Mes oiseaux sont innocents, ils n’ont pas connu la perte, l’absence, le manque. Ils sont vie et joie, mais aussi colère et larmes. Ils sont forts et fragiles à la fois. Naufragés échoués d’un matin d’automne, ils évoluent dans un équilibre précaire, de roche en roche, de failles en creux, dans un brouhaha silencieux d’écume.


Pareils mots sont autant les fils qui cousent un parcours entre les images que la toile fragile tissée par la pensée de celui ou celle qui choisit de photographier. Ils confortent l’évidence ressentie au contact du visible ou proposent de s’en écarter pour un infime différent. Ils s’offrent à nos regards, sur les murs, comme les autoportraits littéraires d’une artiste qui ne retourne jamais l’objectif de son Hasselblad vers elle-même.

Perle MORDAN / 2021

in : Agitation Podcast, Soundcloud

Le bruit des orgues / exposition Charlotte Audoynaud

Un podcast poétique à écouter.

Liste fournie:
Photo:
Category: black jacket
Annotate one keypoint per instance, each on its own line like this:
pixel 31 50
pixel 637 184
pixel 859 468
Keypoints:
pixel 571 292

Consigne:
Les affirmations suivantes concordent-elles avec l’article ? Répondez à chacune par oui ou par non, en citant exactement les mots de l’article qui tranchent.
(a) Les oiseaux ont connu la perte.
(b) L’artiste tourne parfois l’objectif de son Hasselblad vers elle-même.
(c) Les oiseaux sont à la fois forts et fragiles.
Appuyez-vous uniquement sur l’article.

Bonne réponse:
(a) Non : « ils n’ont pas connu la perte, l’absence, le manque »
(b) Non : « qui ne retourne jamais l’objectif de son Hasselblad vers elle-même »
(c) Oui : « Ils sont forts et fragiles à la fois. »